(WHAT NEEDS TO BE DONE)
Please report each line of the material below that contains the word "window", copying every such line in full.

(AVAILABLE DATA)

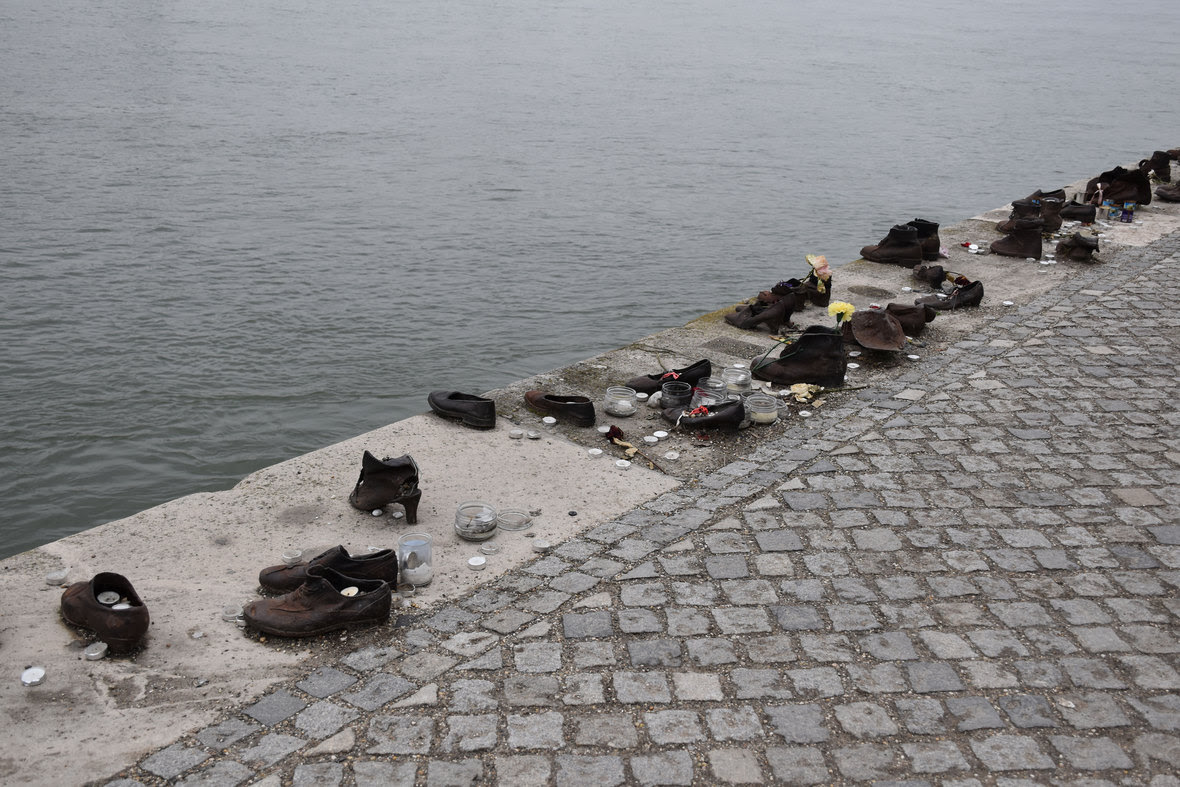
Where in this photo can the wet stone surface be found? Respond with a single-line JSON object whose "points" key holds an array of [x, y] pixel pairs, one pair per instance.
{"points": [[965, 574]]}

* * *

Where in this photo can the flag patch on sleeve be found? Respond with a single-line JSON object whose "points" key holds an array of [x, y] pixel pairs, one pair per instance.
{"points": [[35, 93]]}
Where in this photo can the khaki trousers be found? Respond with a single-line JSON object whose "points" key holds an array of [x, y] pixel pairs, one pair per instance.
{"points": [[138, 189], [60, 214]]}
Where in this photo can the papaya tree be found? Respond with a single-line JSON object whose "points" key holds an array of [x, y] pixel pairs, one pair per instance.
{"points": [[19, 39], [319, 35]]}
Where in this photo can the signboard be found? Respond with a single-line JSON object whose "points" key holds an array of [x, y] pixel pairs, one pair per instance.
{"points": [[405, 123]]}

...

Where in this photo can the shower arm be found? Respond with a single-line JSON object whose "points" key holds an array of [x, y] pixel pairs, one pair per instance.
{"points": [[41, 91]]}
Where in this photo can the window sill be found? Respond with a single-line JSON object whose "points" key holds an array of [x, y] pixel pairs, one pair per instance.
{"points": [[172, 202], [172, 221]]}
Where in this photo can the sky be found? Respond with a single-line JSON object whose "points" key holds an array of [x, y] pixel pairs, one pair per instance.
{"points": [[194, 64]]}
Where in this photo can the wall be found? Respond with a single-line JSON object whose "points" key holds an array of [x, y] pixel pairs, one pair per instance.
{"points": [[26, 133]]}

(THE SOLUTION)
Where in this photo can the window sill be found? Respond with a single-line JSON object whose "points" key holds an array of [x, y] pixel pairs, one pair per instance.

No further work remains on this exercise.